---------- TASK INPUTS

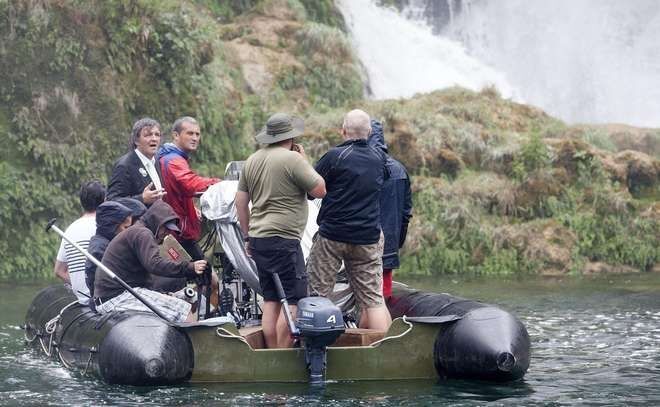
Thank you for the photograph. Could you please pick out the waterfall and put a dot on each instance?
(581, 60)
(403, 57)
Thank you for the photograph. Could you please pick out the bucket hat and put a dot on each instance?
(279, 127)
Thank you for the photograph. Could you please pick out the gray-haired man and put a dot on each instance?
(136, 174)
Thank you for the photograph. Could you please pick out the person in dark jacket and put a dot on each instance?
(137, 208)
(349, 221)
(134, 255)
(137, 174)
(111, 219)
(395, 208)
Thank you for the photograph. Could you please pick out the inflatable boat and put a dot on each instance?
(433, 336)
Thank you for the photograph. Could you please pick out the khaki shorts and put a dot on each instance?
(364, 267)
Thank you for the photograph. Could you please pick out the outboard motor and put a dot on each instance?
(320, 323)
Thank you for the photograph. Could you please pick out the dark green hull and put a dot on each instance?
(451, 338)
(407, 354)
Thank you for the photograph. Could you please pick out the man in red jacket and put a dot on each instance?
(181, 183)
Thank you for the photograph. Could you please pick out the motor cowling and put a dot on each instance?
(320, 323)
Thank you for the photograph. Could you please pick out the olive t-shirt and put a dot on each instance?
(277, 181)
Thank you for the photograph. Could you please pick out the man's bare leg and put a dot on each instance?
(269, 322)
(284, 338)
(378, 318)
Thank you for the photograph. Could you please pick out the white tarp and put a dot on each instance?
(217, 205)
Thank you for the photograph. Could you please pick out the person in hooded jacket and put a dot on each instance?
(395, 208)
(111, 219)
(134, 255)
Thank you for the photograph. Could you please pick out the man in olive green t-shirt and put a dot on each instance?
(277, 179)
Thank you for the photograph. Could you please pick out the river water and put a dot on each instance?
(595, 341)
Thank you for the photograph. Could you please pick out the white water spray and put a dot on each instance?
(581, 60)
(402, 57)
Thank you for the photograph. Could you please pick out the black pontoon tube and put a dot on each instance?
(484, 342)
(51, 225)
(135, 348)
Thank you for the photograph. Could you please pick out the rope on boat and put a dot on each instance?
(51, 327)
(387, 338)
(230, 335)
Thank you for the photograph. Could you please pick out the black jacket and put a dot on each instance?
(354, 173)
(129, 177)
(109, 215)
(395, 201)
(134, 254)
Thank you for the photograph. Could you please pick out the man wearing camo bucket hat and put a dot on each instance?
(277, 179)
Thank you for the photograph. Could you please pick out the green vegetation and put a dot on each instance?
(499, 187)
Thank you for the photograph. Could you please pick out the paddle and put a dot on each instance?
(51, 225)
(295, 332)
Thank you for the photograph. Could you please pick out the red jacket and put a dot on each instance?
(181, 184)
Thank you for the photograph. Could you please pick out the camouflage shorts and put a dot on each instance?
(364, 267)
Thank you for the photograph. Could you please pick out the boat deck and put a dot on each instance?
(352, 337)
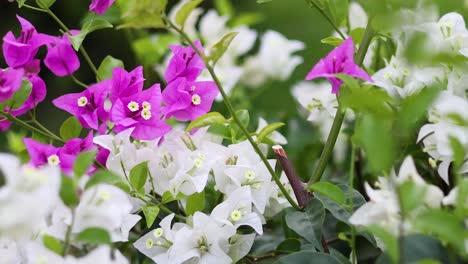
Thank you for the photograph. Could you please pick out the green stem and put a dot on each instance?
(20, 122)
(351, 203)
(235, 118)
(340, 113)
(78, 81)
(330, 21)
(67, 242)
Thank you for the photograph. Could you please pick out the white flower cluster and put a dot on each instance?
(274, 60)
(30, 208)
(181, 165)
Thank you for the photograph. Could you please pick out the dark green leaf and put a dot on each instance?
(219, 48)
(71, 128)
(289, 245)
(195, 202)
(108, 64)
(83, 162)
(52, 243)
(206, 120)
(94, 235)
(150, 212)
(307, 257)
(68, 191)
(45, 4)
(330, 190)
(308, 224)
(185, 11)
(138, 175)
(143, 13)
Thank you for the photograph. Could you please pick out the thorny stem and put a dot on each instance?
(330, 21)
(340, 113)
(231, 111)
(20, 122)
(65, 28)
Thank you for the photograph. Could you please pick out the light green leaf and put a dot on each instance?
(334, 41)
(68, 191)
(185, 11)
(224, 7)
(107, 177)
(108, 64)
(52, 243)
(143, 13)
(219, 48)
(308, 224)
(206, 120)
(138, 175)
(93, 24)
(45, 4)
(267, 130)
(330, 190)
(306, 257)
(195, 203)
(94, 235)
(19, 97)
(83, 162)
(71, 128)
(150, 212)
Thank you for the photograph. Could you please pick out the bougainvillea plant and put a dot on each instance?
(144, 171)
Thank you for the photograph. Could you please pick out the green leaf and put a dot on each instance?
(52, 243)
(458, 151)
(195, 203)
(19, 97)
(330, 190)
(185, 11)
(375, 135)
(21, 3)
(410, 194)
(339, 10)
(150, 212)
(452, 230)
(68, 191)
(45, 4)
(71, 128)
(340, 211)
(83, 162)
(143, 13)
(308, 224)
(357, 34)
(108, 64)
(224, 7)
(289, 245)
(219, 48)
(107, 177)
(306, 257)
(334, 41)
(206, 120)
(138, 175)
(93, 24)
(267, 130)
(94, 235)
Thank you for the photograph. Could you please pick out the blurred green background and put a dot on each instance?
(294, 19)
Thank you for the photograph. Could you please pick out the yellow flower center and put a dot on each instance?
(53, 160)
(133, 106)
(146, 114)
(196, 100)
(82, 101)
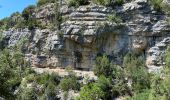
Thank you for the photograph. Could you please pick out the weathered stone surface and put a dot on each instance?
(88, 31)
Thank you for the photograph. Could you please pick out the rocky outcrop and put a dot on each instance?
(154, 59)
(91, 30)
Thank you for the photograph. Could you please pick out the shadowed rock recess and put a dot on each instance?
(91, 30)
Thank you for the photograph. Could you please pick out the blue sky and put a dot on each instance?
(7, 7)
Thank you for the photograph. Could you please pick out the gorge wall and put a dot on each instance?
(92, 30)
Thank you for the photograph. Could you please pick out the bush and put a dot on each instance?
(43, 2)
(91, 92)
(102, 2)
(136, 70)
(76, 3)
(68, 83)
(28, 11)
(102, 66)
(156, 4)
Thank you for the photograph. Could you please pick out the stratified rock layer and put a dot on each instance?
(88, 31)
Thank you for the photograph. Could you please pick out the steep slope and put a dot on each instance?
(91, 30)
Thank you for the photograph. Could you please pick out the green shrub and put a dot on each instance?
(165, 8)
(43, 2)
(91, 92)
(136, 70)
(156, 4)
(102, 2)
(76, 3)
(69, 83)
(102, 66)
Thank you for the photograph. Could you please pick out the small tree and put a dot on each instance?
(102, 66)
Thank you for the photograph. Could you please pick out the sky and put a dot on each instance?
(7, 7)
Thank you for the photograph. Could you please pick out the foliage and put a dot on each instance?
(156, 4)
(91, 92)
(135, 70)
(76, 3)
(102, 66)
(43, 2)
(69, 83)
(165, 8)
(108, 2)
(10, 73)
(114, 18)
(102, 2)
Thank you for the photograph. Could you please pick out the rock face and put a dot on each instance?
(91, 30)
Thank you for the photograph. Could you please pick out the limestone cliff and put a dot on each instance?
(91, 30)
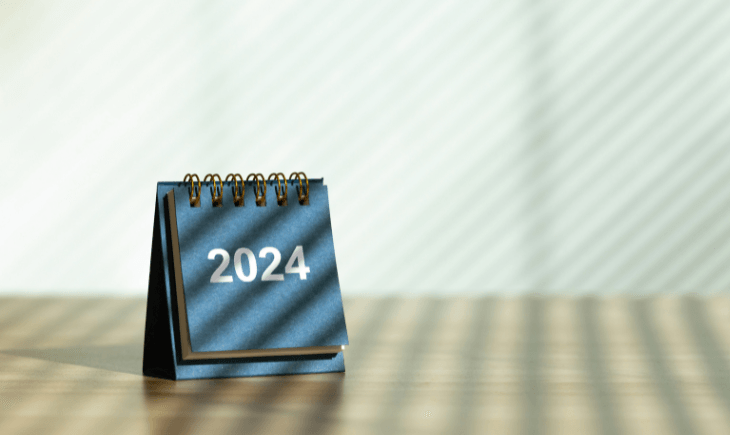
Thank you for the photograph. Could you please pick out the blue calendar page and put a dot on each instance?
(258, 277)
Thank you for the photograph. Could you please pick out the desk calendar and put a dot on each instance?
(243, 279)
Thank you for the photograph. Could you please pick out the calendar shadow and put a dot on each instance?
(125, 358)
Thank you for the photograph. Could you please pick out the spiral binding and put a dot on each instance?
(259, 188)
(194, 200)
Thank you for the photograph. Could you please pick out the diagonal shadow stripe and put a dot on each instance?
(532, 363)
(413, 353)
(656, 357)
(473, 355)
(595, 356)
(713, 356)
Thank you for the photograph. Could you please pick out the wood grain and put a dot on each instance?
(486, 365)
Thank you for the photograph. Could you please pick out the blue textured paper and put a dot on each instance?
(259, 314)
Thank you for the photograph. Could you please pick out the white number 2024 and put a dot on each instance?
(268, 275)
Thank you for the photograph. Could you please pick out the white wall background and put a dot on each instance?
(469, 146)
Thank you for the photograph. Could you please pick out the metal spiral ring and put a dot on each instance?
(194, 201)
(237, 199)
(303, 197)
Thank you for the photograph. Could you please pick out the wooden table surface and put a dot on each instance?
(449, 366)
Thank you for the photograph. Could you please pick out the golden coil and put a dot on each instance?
(281, 194)
(303, 196)
(194, 201)
(237, 199)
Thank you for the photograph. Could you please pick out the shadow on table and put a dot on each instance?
(252, 404)
(125, 358)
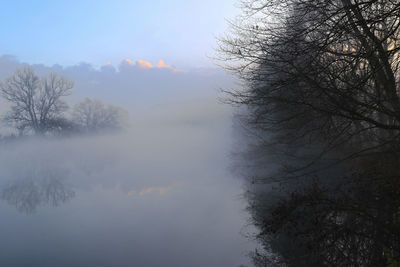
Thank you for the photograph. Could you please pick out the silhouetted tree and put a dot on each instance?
(36, 103)
(321, 84)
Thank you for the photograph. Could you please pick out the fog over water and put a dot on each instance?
(159, 193)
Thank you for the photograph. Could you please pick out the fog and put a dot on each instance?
(158, 193)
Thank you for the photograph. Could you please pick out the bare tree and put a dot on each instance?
(36, 103)
(321, 84)
(94, 116)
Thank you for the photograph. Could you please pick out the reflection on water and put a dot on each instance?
(26, 194)
(160, 195)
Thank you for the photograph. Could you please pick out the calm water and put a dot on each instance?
(160, 194)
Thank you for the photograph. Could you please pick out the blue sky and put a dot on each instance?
(182, 33)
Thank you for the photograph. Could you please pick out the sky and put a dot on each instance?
(67, 32)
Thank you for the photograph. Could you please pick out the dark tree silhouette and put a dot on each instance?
(321, 82)
(36, 103)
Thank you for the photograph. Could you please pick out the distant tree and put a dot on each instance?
(92, 115)
(36, 103)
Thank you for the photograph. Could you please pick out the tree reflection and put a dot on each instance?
(28, 193)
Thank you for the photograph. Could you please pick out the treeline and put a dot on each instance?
(321, 86)
(38, 107)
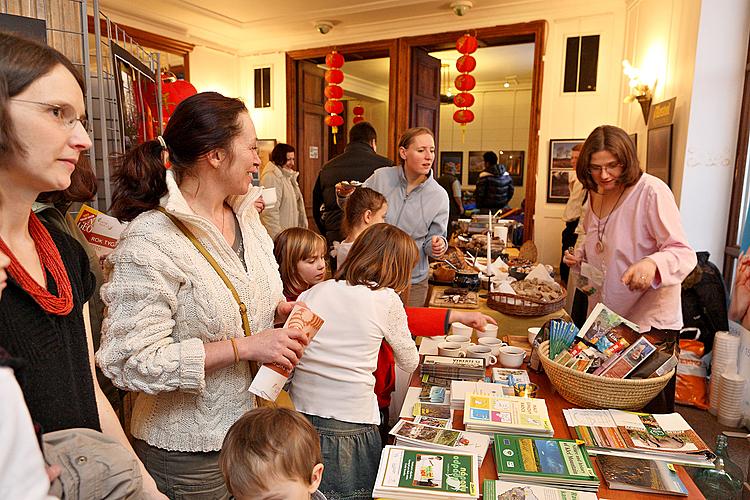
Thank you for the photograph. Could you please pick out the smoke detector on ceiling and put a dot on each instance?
(461, 7)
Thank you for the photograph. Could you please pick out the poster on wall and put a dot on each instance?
(513, 161)
(476, 165)
(136, 96)
(560, 169)
(451, 162)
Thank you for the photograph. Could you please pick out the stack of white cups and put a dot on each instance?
(723, 359)
(731, 390)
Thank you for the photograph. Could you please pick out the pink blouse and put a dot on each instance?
(646, 224)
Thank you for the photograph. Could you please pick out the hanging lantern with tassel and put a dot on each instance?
(359, 112)
(333, 92)
(466, 45)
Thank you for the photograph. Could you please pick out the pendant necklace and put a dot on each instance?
(600, 229)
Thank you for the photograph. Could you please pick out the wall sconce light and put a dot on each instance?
(641, 88)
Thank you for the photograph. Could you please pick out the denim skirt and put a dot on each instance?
(351, 454)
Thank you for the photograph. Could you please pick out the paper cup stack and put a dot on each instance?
(723, 359)
(731, 390)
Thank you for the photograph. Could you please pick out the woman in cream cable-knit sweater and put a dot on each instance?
(173, 331)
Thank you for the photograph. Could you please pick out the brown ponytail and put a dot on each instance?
(200, 124)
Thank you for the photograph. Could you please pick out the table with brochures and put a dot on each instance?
(555, 405)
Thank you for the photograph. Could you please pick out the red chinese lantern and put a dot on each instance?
(358, 111)
(333, 106)
(466, 44)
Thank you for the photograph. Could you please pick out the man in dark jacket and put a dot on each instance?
(357, 163)
(495, 185)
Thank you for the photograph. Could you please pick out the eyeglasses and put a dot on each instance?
(612, 168)
(65, 114)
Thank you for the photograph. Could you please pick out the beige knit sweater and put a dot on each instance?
(164, 302)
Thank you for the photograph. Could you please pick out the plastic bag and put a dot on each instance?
(692, 388)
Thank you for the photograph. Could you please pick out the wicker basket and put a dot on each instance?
(518, 305)
(591, 391)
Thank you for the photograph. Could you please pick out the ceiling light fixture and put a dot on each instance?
(461, 7)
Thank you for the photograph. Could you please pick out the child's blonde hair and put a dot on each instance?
(267, 444)
(359, 202)
(291, 246)
(381, 257)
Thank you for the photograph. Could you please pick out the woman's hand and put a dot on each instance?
(281, 346)
(475, 320)
(640, 275)
(571, 260)
(740, 304)
(259, 204)
(438, 246)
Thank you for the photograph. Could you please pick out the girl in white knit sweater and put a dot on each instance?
(334, 383)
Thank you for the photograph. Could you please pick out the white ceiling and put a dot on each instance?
(252, 26)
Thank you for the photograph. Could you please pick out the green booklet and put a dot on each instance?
(552, 462)
(421, 473)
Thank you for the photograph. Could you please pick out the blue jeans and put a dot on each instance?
(351, 454)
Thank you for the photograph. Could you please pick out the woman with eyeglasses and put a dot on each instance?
(42, 137)
(635, 253)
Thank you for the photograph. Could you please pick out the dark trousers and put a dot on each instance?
(569, 240)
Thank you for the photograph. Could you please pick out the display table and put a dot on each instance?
(516, 325)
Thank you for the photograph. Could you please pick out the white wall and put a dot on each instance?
(711, 143)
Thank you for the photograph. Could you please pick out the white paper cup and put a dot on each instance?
(511, 356)
(461, 329)
(493, 343)
(269, 197)
(481, 352)
(490, 331)
(450, 349)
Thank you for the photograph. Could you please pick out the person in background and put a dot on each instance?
(358, 161)
(42, 137)
(573, 211)
(272, 453)
(363, 208)
(495, 185)
(416, 203)
(452, 186)
(300, 254)
(634, 244)
(333, 385)
(289, 209)
(174, 331)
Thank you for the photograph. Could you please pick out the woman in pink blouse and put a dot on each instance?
(635, 251)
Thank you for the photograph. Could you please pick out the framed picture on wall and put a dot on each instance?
(659, 153)
(513, 161)
(560, 169)
(451, 162)
(476, 165)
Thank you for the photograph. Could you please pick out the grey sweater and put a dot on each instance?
(422, 214)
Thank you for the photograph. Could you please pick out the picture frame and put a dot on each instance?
(136, 88)
(513, 161)
(559, 169)
(452, 158)
(476, 165)
(659, 153)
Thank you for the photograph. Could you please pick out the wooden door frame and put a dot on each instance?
(399, 51)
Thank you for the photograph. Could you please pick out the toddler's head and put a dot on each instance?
(363, 208)
(271, 453)
(381, 257)
(301, 257)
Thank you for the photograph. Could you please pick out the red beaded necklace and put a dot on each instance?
(51, 261)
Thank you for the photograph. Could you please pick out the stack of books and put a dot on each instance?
(515, 491)
(508, 414)
(442, 439)
(412, 473)
(557, 463)
(666, 437)
(460, 388)
(453, 368)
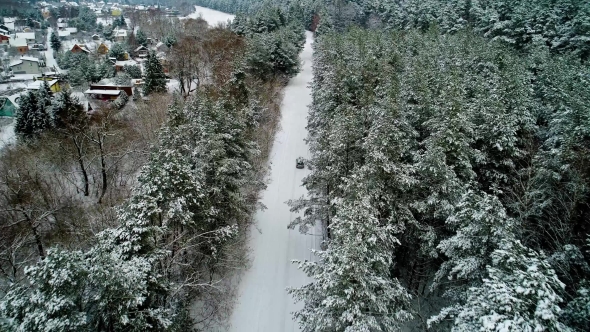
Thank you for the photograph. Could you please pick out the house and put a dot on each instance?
(4, 39)
(102, 49)
(27, 65)
(79, 48)
(63, 34)
(8, 105)
(105, 95)
(120, 35)
(55, 83)
(4, 28)
(141, 52)
(161, 47)
(28, 36)
(20, 45)
(112, 87)
(119, 65)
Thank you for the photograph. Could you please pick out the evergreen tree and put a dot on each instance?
(141, 38)
(55, 42)
(44, 96)
(352, 289)
(67, 112)
(155, 80)
(133, 71)
(32, 117)
(521, 293)
(117, 51)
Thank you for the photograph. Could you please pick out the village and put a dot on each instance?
(97, 50)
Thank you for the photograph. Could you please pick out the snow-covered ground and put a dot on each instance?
(50, 61)
(263, 303)
(213, 17)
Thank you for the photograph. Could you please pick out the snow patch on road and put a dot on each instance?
(213, 17)
(263, 303)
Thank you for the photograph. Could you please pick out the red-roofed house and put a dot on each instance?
(78, 48)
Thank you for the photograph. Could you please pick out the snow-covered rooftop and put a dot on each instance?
(18, 42)
(103, 92)
(37, 84)
(25, 35)
(126, 63)
(29, 58)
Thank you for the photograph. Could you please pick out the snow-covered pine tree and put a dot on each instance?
(44, 100)
(155, 80)
(353, 289)
(30, 119)
(24, 126)
(521, 293)
(55, 42)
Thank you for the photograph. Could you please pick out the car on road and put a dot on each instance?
(299, 163)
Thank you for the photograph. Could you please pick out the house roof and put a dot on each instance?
(126, 63)
(82, 47)
(25, 35)
(29, 58)
(35, 85)
(120, 33)
(18, 42)
(103, 92)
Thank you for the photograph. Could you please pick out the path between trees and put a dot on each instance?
(263, 303)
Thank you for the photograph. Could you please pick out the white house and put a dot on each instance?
(26, 65)
(63, 34)
(28, 36)
(120, 35)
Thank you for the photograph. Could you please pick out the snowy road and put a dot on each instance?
(263, 304)
(49, 59)
(213, 17)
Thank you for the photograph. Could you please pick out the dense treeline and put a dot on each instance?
(451, 174)
(562, 25)
(142, 257)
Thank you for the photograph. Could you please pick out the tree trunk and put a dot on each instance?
(82, 166)
(36, 235)
(103, 169)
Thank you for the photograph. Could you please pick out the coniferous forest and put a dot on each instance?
(450, 164)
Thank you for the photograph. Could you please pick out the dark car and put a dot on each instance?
(299, 163)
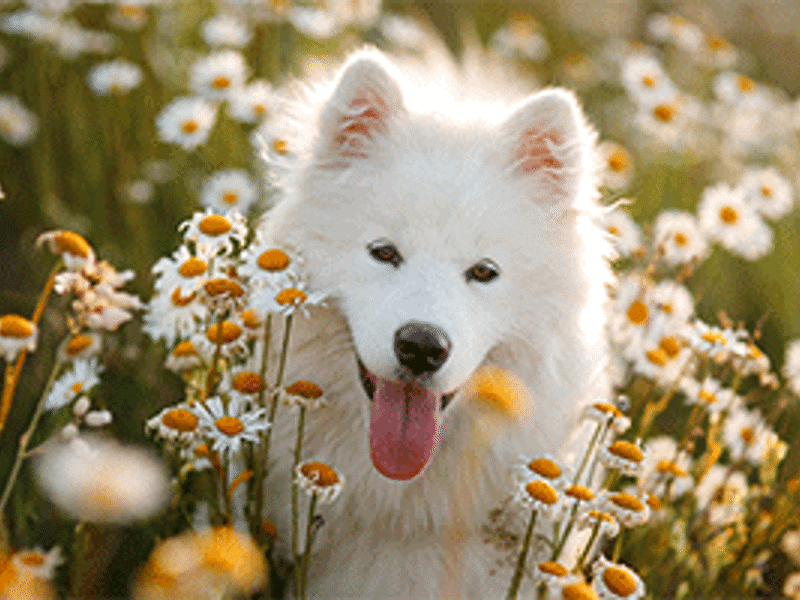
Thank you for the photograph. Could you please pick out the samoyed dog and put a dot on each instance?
(449, 234)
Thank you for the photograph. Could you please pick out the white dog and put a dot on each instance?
(449, 235)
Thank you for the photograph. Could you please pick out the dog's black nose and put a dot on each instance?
(421, 347)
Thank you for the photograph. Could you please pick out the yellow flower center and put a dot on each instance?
(320, 473)
(728, 215)
(707, 396)
(716, 42)
(745, 84)
(214, 225)
(668, 466)
(15, 326)
(273, 260)
(578, 591)
(189, 126)
(72, 243)
(290, 296)
(627, 501)
(670, 345)
(542, 491)
(78, 344)
(229, 425)
(619, 160)
(747, 435)
(714, 337)
(657, 356)
(221, 82)
(305, 389)
(223, 285)
(280, 146)
(225, 332)
(637, 312)
(545, 467)
(581, 492)
(192, 267)
(32, 559)
(185, 349)
(626, 450)
(250, 319)
(178, 300)
(180, 419)
(248, 382)
(664, 113)
(607, 408)
(553, 568)
(619, 581)
(653, 502)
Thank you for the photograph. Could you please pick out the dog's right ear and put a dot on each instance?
(365, 99)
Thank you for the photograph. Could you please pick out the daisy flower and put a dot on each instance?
(624, 231)
(679, 238)
(18, 124)
(228, 427)
(37, 562)
(769, 192)
(225, 30)
(320, 479)
(521, 37)
(627, 509)
(184, 357)
(98, 480)
(174, 423)
(79, 379)
(229, 189)
(251, 103)
(614, 581)
(114, 78)
(306, 394)
(617, 162)
(217, 75)
(791, 366)
(186, 121)
(213, 233)
(16, 334)
(646, 81)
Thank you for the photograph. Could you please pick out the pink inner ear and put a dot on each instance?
(366, 114)
(533, 153)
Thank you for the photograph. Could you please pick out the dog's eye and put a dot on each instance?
(483, 271)
(383, 251)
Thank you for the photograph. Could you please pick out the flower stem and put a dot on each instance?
(13, 373)
(25, 438)
(298, 448)
(516, 580)
(307, 554)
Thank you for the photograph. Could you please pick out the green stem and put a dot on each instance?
(523, 556)
(307, 555)
(298, 448)
(25, 439)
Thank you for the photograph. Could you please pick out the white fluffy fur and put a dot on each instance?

--------------------

#### EXERCISE DESCRIPTION
Find the line containing "the dog's right". Reproduce it exactly, along with every line after it through the last.

#### EXPECTED ANSWER
Thank you for the photograph. Could you please pick out the dog's right ear and put a dot on each instance?
(365, 99)
Thank you for the photograph. Could you please pick out the daisy flower and put a dot on each instance?
(624, 231)
(679, 238)
(18, 124)
(228, 427)
(37, 562)
(769, 192)
(225, 30)
(320, 479)
(521, 37)
(627, 509)
(184, 357)
(98, 480)
(174, 423)
(79, 379)
(229, 189)
(251, 103)
(614, 581)
(114, 78)
(306, 394)
(617, 162)
(217, 75)
(791, 366)
(186, 121)
(213, 233)
(16, 334)
(646, 81)
Thank you for the photograph. Could you please pick out the pink inner ear and put a dot on each instance?
(366, 114)
(533, 153)
Thank you for the photograph. Could you please pick out the dog's eye and put a dot on each instance?
(483, 271)
(383, 251)
Thank you for the photograph. Could you please pick out the flower stem and put a dot on each instance?
(13, 373)
(25, 438)
(298, 448)
(516, 580)
(307, 554)
Thank you for the photograph. Could you please pick out the green stem and put a dot on each instance?
(523, 556)
(307, 555)
(298, 448)
(25, 439)
Thank you for the photograph. Could you please pick out the white fluffy fur and put a dot on each instance?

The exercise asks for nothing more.